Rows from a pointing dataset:
---+---
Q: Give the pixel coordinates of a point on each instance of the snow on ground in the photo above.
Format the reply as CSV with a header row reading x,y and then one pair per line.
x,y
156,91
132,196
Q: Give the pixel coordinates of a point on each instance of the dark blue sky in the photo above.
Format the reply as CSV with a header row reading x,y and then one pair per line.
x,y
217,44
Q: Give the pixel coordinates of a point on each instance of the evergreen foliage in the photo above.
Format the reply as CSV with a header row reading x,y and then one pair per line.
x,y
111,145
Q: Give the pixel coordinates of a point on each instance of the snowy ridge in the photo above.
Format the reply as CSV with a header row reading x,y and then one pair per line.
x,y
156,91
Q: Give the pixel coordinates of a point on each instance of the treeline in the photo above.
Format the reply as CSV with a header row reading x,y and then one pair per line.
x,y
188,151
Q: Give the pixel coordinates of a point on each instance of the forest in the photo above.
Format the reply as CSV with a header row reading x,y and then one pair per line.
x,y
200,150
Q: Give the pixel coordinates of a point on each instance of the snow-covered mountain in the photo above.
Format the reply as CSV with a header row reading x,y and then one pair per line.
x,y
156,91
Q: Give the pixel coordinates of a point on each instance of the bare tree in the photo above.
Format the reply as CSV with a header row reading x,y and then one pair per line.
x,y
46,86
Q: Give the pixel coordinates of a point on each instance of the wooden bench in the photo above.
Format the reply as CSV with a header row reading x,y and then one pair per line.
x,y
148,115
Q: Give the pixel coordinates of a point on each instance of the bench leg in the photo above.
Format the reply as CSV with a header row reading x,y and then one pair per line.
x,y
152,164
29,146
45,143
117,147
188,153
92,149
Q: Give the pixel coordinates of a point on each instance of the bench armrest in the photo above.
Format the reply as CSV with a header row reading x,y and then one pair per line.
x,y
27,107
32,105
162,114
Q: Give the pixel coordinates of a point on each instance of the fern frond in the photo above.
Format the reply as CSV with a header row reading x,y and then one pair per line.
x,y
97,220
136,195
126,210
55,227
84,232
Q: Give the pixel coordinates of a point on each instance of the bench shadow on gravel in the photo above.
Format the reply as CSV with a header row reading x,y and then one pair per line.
---+---
Stated problem: Word for word, write out all of the data above.

Expected answer:
Q: Give the pixel coordinates of a point on each instance of the snow on ground in the photo above.
Format the reply as CSV with a header row reading x,y and then one pair per line.
x,y
156,91
132,196
Q: Give the pixel coordinates of a point on each instance of the dark blue sky in the photo above.
Format the reply as CSV with a header row reading x,y and then one pair per line.
x,y
217,44
Q: Give the pixel coordinates of a point on each instance of the evergreen foliage in the photo above.
Format the reply as CSV with a header row reading x,y and then one pair per line.
x,y
111,145
Q: Give the pixel coordinates of a point on each instance of the snowy ridge in the photo above.
Format the reply as CSV with a header row reading x,y and then one pair per line.
x,y
156,91
Q: Give the pixel coordinates of a point on each instance of the treeline in the photo above.
Format the reply as CSV with a header row reading x,y and then one pair per line.
x,y
188,151
Q: Give the pixel coordinates of a point on each instance of the forest in the photo above.
Format the reply as CSV with a header row reading x,y and then one pair per line.
x,y
200,150
Q: Give the pixel coordinates of a point on each instance of the snow-covered mountain in the photo above.
Format the reply as CSV with a header row reading x,y and then one pair per line.
x,y
156,91
Q: Give the pixel coordinates of a point on each instance of the bare tree in the photo above.
Format the reply as CSV with a header row reading x,y and then one pair per line.
x,y
46,86
Q: Give the pixel coordinates of a point on each instance of the wooden bench in the photo above.
Format the reply as CSV with a header row reading x,y and then one pair per line.
x,y
148,115
Q: Give the pixel coordinates of a point on each instance of the bench leg in the photo above.
Format the reply as CSV with a header row reading x,y and then one pair per line.
x,y
152,164
29,146
45,143
117,147
188,153
92,149
Q: Give the pixel coordinates of a point on each instance of the bench armrest in the photo above.
Format the reply as CSV with a header row reading x,y and then one pair per line.
x,y
27,107
32,105
162,114
Q: Give the pixel coordinates of a point on each instance of the fern frond in the photo above.
Format the reply as CSV with a header row reading x,y and then one pair per line.
x,y
97,220
136,195
126,210
55,227
84,232
Q: Give the pixel coordinates of a point on each instance of the bench shadow on gravel in the photo above.
Format the reply as CSV with a header row reading x,y and then one pair per line.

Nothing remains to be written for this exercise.